• _To do_:
Reproduce each of the following records word for word, leaving out the pictures.

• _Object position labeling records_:
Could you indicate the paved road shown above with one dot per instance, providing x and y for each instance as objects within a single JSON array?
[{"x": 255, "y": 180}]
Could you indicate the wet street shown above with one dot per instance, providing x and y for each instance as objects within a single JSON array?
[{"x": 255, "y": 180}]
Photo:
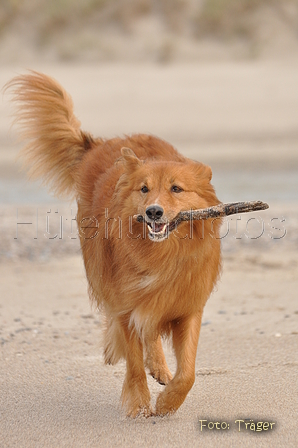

• _Problem solution_:
Could you indicate the paved road shown above with one dot per instance, providing x and y for each instance as objects within a single JSON array?
[{"x": 255, "y": 180}]
Could you indicate the wet street shown above with one dot per instance, providing x and y for each instance as objects within a single JSON array?
[{"x": 255, "y": 180}]
Photo:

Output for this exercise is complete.